[START TASK INPUTS]

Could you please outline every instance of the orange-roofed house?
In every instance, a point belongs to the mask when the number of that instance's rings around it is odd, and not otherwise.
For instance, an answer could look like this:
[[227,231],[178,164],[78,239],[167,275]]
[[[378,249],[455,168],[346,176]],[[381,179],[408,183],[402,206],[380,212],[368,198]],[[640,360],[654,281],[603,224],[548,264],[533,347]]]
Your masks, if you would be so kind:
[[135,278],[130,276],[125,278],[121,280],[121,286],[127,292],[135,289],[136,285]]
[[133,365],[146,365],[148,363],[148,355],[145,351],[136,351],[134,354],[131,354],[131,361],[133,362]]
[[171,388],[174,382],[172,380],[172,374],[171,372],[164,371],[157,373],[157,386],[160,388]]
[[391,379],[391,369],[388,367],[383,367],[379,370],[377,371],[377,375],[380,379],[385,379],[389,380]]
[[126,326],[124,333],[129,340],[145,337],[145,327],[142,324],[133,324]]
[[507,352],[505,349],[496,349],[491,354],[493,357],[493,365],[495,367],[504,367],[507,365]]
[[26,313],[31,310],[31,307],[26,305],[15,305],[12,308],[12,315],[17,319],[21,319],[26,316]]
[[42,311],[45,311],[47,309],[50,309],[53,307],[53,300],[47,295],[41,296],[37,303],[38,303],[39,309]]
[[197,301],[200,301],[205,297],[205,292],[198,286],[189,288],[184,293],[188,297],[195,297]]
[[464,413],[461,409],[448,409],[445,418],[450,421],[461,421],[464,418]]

[END TASK INPUTS]

### TASK DESCRIPTION
Could you rewrite all the lines above as a numbered list, leaving out any blank lines?

### SOLUTION TO THIS TASK
1. Could you please outline every instance of the orange-roofed house?
2. In every instance, a point belongs to the mask when the number of that instance's rings around it is odd, and not otherwise.
3. For instance, an answer could look like this:
4. [[227,231],[178,164],[78,239],[167,275]]
5. [[[378,249],[455,168],[346,176]],[[381,179],[408,183],[402,206],[380,212],[368,198]],[[640,360],[654,281],[603,224],[548,264],[533,347]]]
6. Your masks, if you would be so kind:
7. [[135,278],[130,276],[125,278],[121,280],[121,286],[127,292],[135,289],[136,285]]
8. [[133,365],[146,365],[148,363],[148,355],[145,351],[136,351],[134,354],[131,354],[131,361],[133,362]]
9. [[171,388],[174,382],[172,380],[172,374],[171,372],[164,371],[157,373],[157,386],[160,388]]
10. [[391,379],[391,369],[388,367],[383,367],[379,370],[377,371],[377,375],[380,379],[385,379],[389,380]]
11. [[126,326],[124,333],[129,340],[145,337],[145,327],[142,324],[133,324]]
12. [[507,352],[505,349],[496,349],[491,354],[493,357],[493,365],[495,367],[504,367],[507,365]]
13. [[26,313],[31,310],[31,307],[26,305],[15,305],[12,308],[12,315],[17,319],[21,319],[26,316]]
14. [[42,311],[45,311],[47,309],[50,309],[53,307],[53,300],[47,295],[41,296],[37,303],[38,303],[39,309]]
15. [[197,301],[200,301],[205,297],[205,292],[198,286],[189,288],[184,293],[188,297],[195,297]]
16. [[464,413],[461,409],[448,409],[445,418],[450,421],[461,421],[464,418]]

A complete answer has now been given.